> **INSTRUCTIONS FOR THE TASK**:
Repeat the records. Match each character exactly.

[Records excerpted from a collection]
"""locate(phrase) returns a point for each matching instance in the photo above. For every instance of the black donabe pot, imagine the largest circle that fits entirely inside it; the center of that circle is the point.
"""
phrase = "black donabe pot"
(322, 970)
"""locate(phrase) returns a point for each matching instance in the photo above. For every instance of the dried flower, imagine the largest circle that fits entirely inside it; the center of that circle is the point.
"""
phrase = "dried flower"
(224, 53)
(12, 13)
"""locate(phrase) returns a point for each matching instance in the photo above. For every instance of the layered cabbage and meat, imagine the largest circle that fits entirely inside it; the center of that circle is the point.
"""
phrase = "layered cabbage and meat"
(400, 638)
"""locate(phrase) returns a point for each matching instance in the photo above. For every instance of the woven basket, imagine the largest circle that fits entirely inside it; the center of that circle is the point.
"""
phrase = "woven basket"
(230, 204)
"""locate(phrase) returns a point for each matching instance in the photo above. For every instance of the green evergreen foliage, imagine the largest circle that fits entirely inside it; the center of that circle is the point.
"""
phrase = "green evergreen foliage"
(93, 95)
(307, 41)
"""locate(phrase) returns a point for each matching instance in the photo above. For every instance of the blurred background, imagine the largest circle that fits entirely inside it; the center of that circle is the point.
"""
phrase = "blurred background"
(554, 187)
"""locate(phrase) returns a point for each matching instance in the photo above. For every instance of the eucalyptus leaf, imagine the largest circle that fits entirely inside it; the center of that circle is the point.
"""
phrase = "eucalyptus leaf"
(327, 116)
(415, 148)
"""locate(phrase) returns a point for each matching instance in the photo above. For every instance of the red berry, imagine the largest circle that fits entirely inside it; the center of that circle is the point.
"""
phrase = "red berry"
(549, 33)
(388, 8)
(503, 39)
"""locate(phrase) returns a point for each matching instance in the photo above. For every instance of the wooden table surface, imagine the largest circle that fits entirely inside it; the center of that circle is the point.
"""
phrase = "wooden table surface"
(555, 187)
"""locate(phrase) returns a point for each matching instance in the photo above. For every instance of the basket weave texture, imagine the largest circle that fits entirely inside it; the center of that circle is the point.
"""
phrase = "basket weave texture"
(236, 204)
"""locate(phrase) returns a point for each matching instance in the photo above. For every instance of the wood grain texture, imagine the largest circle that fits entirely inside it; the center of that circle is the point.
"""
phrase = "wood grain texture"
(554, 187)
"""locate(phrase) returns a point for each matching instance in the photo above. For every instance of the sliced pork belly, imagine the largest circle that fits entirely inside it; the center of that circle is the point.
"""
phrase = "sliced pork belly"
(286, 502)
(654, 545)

> **OUTPUT BELOW**:
"""locate(phrase) returns a point for each matching instance in the photo above. For every instance of the black donabe pot, imagine the largest circle that fits entirely inside it; the center of that circle is the point.
"""
phrase = "black donabe pot"
(322, 970)
"""locate(phrase) returns a point for each matching instance in the photo above. For every instance of the dried flower, imagine the largest circle that fits entirely inside it; the center of that circle is the point.
"""
phrase = "dried flower"
(224, 53)
(12, 13)
"""locate(phrase) returns a point for each matching instance in the photo above. For every instance of the layered cabbage and meat, imagine the largest circle that fits entirely inside it; the center of that circle is the point.
"""
phrase = "layered cabbage and meat"
(400, 638)
"""locate(phrase) returns a point for each matching instance in the photo above. For every instance of the woven basket, imagine the largest circle that fits entirely inside it; the center of that circle is the point.
"""
phrase = "woven basket"
(230, 204)
"""locate(phrase) returns a point for each matching instance in the photo above. For every instance of the green evergreen foliage, imagine the largest circle that fits entirely inside it; the center of that circle is the point.
"""
phrase = "green evergreen foliage"
(93, 95)
(307, 41)
"""locate(phrase) returns a point for each matching instance in the photo above. For every instance of the blurred background, imagine the largest circle that fits entirely inside it; the center of that circle is the point.
"""
phrase = "blurred background"
(554, 187)
"""locate(phrase) returns a point for each matching instance in the photo above. For every instance of the eucalyptus leaf, imagine the largest circle that fits entirely inside it; the center of that circle is the point.
"""
phrase = "eucalyptus leaf"
(327, 116)
(415, 148)
"""locate(phrase) returns a point for each matching instance in the photo above. For every instance of the red berry, imagine the largest circle that fits entirely inside it; the center of that circle is the point.
"""
phrase = "red berry"
(549, 33)
(388, 8)
(503, 39)
"""locate(phrase) returns a point for each matching instance in the photo above. For every instance of the wooden table surface, imagine the largest circle that fits entirely inside it; the center of that circle is the point.
"""
phrase = "wooden table surface"
(555, 187)
"""locate(phrase) returns a point for each matching instance in the photo above. For every instance of the basket weave texture, imagine the largest circle that fits entirely inside it; the center of that circle is the point.
"""
phrase = "basket weave texture"
(236, 204)
"""locate(phrase) returns a point for each matching instance in the photo above. For every instance of the wood grain texture, imagine the largest circle that fits entirely inside it; the center of that circle is the point.
"""
phrase = "wood grain texture"
(554, 187)
"""locate(phrase) returns a point for each matching instance in the photo above. For every instance of the sliced pork belly, imagine the largest circle that fits entirely inside it; the center of that circle is the point.
"""
phrase = "sliced pork belly"
(286, 502)
(654, 545)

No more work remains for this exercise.